Exercise requirements: Filter the material below so that only lines containing "step" remain.
-------- Records for the exercise --------
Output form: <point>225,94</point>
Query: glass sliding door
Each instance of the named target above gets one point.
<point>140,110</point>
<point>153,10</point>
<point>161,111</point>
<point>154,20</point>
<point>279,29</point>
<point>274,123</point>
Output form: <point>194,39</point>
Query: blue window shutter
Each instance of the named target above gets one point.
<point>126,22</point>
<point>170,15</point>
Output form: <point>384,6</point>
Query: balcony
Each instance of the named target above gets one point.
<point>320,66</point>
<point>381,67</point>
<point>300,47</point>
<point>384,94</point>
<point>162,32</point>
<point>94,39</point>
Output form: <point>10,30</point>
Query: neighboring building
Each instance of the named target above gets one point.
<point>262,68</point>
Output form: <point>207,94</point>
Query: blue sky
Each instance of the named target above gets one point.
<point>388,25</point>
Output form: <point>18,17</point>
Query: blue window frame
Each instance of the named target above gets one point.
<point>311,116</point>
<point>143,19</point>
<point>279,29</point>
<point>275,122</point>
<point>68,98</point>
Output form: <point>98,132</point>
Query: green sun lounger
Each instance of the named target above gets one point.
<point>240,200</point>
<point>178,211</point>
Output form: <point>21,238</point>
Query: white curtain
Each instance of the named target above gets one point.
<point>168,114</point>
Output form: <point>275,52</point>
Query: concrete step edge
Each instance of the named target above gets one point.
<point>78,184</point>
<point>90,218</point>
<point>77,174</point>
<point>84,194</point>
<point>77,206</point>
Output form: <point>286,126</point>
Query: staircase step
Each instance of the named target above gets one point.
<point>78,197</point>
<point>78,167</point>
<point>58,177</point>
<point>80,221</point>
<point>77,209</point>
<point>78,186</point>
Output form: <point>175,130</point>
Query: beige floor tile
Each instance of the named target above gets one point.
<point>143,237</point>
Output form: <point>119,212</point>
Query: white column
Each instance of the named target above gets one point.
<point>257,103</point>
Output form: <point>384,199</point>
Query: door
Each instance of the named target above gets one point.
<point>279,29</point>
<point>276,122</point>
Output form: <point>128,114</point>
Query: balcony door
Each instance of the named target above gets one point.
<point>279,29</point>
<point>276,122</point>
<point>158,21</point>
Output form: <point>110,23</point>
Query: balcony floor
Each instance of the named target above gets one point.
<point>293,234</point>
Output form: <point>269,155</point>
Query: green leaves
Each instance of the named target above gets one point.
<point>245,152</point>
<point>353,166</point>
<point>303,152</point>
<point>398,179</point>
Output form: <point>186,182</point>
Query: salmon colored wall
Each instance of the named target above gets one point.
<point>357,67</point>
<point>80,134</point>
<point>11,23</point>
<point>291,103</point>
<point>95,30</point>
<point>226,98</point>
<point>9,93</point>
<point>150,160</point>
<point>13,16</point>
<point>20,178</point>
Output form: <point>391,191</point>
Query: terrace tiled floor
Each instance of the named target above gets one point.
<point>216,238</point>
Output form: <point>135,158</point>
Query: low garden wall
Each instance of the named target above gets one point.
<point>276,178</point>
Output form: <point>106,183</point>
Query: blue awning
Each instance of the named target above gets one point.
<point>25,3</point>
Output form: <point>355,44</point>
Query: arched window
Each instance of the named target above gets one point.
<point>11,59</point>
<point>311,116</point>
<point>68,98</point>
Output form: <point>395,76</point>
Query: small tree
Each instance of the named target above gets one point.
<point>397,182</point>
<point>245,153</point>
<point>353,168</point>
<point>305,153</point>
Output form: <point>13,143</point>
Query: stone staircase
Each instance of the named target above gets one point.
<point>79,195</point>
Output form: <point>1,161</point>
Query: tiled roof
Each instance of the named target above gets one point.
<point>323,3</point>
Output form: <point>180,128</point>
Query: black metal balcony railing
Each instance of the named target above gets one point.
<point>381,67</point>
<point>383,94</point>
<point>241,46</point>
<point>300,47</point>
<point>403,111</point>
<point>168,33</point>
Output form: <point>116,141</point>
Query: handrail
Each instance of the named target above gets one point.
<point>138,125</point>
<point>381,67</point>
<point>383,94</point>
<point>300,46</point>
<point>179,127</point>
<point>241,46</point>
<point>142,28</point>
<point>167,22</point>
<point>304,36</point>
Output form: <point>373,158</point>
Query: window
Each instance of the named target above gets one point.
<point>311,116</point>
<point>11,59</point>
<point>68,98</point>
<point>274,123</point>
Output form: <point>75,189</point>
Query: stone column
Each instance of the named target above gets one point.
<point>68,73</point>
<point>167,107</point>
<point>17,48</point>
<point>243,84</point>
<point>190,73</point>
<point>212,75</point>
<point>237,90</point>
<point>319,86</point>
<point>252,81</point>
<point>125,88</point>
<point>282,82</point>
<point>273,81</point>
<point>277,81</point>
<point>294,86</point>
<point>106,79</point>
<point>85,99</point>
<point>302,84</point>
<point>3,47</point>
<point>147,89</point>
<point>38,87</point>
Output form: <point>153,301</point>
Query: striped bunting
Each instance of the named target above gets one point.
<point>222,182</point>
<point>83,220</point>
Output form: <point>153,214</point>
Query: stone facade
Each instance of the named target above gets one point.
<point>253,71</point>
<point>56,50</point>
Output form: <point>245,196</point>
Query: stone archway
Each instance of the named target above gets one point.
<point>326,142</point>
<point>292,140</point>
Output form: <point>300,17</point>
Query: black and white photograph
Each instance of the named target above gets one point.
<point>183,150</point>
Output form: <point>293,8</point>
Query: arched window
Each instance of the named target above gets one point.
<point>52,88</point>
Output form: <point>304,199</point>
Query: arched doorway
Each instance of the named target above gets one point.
--------
Answer to this exercise:
Query: concrete step edge
Query: staircase step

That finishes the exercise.